TRECHO DO TEXTO

A aproximação entre esse discurso sobre o uso legítimo da violência e os discursos de afirmação de direitos civis e das práticas penais pode ser vista como uma decorrência da estruturação política de grupos sociais para criar visibilidade para as violências não normatizadas, ou mesmo, para aquelas que estão além do alcance das legislações do Estado. Um exemplo disso são os movimentos sociais como o feminista, de afirmação dos negros e dos homossexuais que buscam novos espaços de institucionalização de conflitos e o reconhecimento de direitos e garantias (Wieviorka, 2006). O movimento feminista criou as condições para que agressões físicas, humilhações, ameaças e múltiplas formas de submissões sexuais pudessem ser interpretadas como violência contra as mulheres tornando ilegítimas as ações de homens e reivindicando a atuação do Estado para reconfigurar as relações de poder no espaço doméstico.

Numa compreensão clássica da violência, ela deve ser entendida como um excesso de uso da força diante de normas sociais já estabelecidas. Considerando a participação social no Estado democrático de direito a denúncia da violência passa também pela reformulação do papel do Estado na medida em que diferentes tipos de relacionamentos podem ser considerados violentos. A interpretação da violência depende de um contexto sócio-político favorável para que a pessoa violentada possa enunciar a violência que sofre e ser legitimada nas instituições estatais de proteção e controle. Os movimentos sociais pressionam o Estado a reconhecer como violentas determinadas condutas que, por razões históricas ou de hegemonia de poder, configuram um determinado grupo social como vulnerável a violências específicas. Nesse contexto, a afirmação da violência é um processo subjetivo e coletivo. O processo de definição da violência contra as mulheres ilustra as dimensões políticas e subjetivas para tal definição e os desafios para o Estado no controle e intervenção desse tipo específico de violência, como será visto a seguir.

 

Violência Contra a Mulher: o pessoal torna-se político

Ao longo da história, as várias formas de violência doméstica, e em especial, a violência contra a mulher, foram ignoradas. Essa invisibilidade da violência contra as mulheres pode ser entendida como um fenômeno de legitimação da violência perpetrada por homens no espaço doméstico (Bandeira & Thurler, 2008; Araújo, 2003; Ravazzola, 1998). Atuando, apenas, até o limite das portas das casas, o Estado, durante muito tempo, se absteve de intervir nos conflitos domésticos. Essa omissão do Estado resultou em um risco especial para as mulheres vítimas de maridos violentos (Bandeira & Thurler, 2008; Dias, 2007; Soares, 1999; Ravazzola, 1998). Até a década de 70, na intimidade da casa, o homem seguia sendo incontestável em suas atitudes. O espaço doméstico permaneceu como a configuração social básica do patriarcado e era legitimado na esfera de ação pública do Estado.

REQUISITO 1
Pode reproduzir, sem nenhuma alteração, o trecho do texto sobre violência contra a mulher que vai de "Ao longo da" até "pública do Estado.", incluindo as duas pontas?

LISTAGEM PARA USO
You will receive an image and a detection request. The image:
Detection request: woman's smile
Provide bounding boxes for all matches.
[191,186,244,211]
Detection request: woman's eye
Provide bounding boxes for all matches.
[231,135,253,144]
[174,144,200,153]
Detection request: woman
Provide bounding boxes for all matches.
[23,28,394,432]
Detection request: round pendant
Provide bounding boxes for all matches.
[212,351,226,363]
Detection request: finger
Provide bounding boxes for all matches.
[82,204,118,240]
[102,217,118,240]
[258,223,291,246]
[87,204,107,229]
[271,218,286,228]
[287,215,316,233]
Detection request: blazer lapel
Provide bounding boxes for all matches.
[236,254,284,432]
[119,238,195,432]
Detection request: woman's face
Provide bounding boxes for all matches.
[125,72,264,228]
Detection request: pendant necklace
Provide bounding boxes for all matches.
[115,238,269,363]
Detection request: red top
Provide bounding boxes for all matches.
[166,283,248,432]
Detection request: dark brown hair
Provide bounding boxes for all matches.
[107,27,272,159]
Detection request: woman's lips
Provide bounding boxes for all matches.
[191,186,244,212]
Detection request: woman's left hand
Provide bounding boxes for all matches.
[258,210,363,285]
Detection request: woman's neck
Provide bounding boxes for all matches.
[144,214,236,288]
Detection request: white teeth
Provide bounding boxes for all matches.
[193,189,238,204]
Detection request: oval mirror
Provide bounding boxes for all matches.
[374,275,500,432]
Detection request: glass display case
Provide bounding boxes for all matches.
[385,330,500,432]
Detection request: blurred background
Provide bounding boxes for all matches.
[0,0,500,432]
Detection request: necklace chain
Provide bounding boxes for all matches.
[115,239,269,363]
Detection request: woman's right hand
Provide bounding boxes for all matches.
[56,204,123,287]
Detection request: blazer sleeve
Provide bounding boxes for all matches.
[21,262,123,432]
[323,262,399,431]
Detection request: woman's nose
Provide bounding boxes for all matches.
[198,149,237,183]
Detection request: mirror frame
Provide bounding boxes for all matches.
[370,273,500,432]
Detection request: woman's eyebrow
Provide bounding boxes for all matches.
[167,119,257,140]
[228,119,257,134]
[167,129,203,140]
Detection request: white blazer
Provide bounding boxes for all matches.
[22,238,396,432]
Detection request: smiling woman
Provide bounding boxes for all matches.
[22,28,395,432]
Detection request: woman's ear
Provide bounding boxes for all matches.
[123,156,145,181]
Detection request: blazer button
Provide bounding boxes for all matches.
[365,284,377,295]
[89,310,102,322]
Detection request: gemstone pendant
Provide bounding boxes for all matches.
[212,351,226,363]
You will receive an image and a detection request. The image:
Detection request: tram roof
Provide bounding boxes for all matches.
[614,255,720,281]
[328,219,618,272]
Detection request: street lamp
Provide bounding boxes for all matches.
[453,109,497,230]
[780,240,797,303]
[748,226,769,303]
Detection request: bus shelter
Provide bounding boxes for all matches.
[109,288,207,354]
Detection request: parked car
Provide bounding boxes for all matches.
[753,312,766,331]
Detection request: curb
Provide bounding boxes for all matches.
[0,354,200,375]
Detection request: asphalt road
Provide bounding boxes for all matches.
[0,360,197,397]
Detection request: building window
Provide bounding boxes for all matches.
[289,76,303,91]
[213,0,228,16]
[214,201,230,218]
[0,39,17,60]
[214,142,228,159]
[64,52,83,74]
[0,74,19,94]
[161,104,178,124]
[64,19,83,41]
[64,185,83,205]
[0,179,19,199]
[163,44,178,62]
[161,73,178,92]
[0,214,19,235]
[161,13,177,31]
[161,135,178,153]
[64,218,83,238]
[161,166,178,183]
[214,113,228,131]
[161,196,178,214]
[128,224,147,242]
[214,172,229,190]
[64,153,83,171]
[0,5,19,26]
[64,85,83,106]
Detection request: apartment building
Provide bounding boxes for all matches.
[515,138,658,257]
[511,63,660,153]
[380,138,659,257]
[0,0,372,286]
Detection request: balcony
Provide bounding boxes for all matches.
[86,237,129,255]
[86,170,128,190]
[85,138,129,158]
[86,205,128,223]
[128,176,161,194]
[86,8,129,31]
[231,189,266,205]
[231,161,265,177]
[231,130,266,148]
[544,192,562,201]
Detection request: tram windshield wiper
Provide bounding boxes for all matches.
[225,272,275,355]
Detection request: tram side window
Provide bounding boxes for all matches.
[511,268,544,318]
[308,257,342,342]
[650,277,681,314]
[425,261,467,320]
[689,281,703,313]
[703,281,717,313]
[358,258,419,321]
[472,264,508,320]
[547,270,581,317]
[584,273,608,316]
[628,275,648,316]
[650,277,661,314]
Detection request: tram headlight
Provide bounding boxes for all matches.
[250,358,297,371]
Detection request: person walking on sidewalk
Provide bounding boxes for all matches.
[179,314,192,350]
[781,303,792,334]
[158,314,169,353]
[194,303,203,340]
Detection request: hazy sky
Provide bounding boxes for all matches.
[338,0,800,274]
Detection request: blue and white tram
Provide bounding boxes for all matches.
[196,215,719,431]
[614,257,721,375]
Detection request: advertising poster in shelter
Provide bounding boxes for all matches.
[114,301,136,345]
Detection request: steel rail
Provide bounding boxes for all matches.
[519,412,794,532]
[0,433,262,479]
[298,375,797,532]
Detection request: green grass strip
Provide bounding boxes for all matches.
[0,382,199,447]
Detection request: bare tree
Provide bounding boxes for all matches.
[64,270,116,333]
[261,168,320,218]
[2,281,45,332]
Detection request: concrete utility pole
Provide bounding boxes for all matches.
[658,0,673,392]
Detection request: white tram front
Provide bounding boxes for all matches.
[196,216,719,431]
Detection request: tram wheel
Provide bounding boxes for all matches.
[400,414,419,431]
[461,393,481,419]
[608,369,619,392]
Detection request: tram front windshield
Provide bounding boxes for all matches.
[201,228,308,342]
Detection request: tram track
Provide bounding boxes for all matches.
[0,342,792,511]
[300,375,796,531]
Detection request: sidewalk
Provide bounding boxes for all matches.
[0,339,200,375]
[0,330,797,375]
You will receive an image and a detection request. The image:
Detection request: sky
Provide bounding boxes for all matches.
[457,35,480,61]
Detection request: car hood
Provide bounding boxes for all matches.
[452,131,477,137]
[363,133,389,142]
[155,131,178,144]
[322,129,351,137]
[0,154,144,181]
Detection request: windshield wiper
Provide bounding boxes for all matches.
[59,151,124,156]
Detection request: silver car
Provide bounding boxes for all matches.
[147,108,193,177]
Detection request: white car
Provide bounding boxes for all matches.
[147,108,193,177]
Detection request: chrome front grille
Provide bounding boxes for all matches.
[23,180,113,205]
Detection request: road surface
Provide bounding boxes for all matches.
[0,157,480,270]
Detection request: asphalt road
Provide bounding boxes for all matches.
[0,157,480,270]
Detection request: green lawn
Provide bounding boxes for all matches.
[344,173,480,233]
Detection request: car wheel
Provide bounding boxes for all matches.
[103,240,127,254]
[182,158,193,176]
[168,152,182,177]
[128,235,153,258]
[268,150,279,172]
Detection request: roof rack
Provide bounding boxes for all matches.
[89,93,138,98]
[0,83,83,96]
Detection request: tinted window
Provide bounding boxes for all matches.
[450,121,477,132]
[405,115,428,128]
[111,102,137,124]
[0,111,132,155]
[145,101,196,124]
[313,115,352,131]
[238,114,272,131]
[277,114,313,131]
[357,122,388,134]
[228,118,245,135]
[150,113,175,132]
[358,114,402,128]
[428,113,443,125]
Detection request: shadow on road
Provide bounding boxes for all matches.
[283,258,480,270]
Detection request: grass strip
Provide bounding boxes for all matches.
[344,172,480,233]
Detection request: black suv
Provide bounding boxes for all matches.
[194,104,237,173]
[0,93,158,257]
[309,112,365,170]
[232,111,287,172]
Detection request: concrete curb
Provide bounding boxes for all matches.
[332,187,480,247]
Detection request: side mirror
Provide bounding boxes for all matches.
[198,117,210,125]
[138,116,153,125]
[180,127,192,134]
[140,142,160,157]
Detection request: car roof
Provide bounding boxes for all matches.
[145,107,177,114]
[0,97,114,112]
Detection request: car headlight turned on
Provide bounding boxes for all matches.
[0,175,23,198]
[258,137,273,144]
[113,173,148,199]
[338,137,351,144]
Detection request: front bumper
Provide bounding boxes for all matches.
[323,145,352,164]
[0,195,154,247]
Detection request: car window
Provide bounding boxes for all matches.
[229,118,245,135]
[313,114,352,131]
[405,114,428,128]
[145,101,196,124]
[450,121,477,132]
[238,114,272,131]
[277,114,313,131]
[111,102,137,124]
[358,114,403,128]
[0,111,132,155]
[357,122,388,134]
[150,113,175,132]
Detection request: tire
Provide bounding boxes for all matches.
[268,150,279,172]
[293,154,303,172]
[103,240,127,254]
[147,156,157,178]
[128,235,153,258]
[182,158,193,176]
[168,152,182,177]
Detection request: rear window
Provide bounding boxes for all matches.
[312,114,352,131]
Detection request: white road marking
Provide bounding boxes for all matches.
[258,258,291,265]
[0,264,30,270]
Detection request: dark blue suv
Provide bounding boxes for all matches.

REQUISITO 2
Pode organizar como lista JSON de strings, com uma string por linha e sem as linhas em branco, o trecho que vai do início da listagem até a linha que contém "[125,72,264,228]", inclusive? Inclua somente essas linhas.

RESPOSTA ESCRITA 1
Ao longo da história, as várias formas de violência doméstica, e em especial, a violência contra a mulher, foram ignoradas. Essa invisibilidade da violência contra as mulheres pode ser entendida como um fenômeno de legitimação da violência perpetrada por homens no espaço doméstico (Bandeira & Thurler, 2008; Araújo, 2003; Ravazzola, 1998). Atuando, apenas, até o limite das portas das casas, o Estado, durante muito tempo, se absteve de intervir nos conflitos domésticos. Essa omissão do Estado resultou em um risco especial para as mulheres vítimas de maridos violentos (Bandeira & Thurler, 2008; Dias, 2007; Soares, 1999; Ravazzola, 1998). Até a década de 70, na intimidade da casa, o homem seguia sendo incontestável em suas atitudes. O espaço doméstico permaneceu como a configuração social básica do patriarcado e era legitimado na esfera de ação pública do Estado.

RESPOSTA ESCRITA 2
[
  "You will receive an image and a detection request. The image:",
  "Detection request: woman's smile",
  "Provide bounding boxes for all matches.",
  "[191,186,244,211]",
  "Detection request: woman's eye",
  "Provide bounding boxes for all matches.",
  "[231,135,253,144]",
  "[174,144,200,153]",
  "Detection request: woman",
  "Provide bounding boxes for all matches.",
  "[23,28,394,432]",
  "Detection request: round pendant",
  "Provide bounding boxes for all matches.",
  "[212,351,226,363]",
  "Detection request: finger",
  "Provide bounding boxes for all matches.",
  "[82,204,118,240]",
  "[102,217,118,240]",
  "[258,223,291,246]",
  "[87,204,107,229]",
  "[271,218,286,228]",
  "[287,215,316,233]",
  "Detection request: blazer lapel",
  "Provide bounding boxes for all matches.",
  "[236,254,284,432]",
  "[119,238,195,432]",
  "Detection request: woman's face",
  "Provide bounding boxes for all matches.",
  "[125,72,264,228]"
]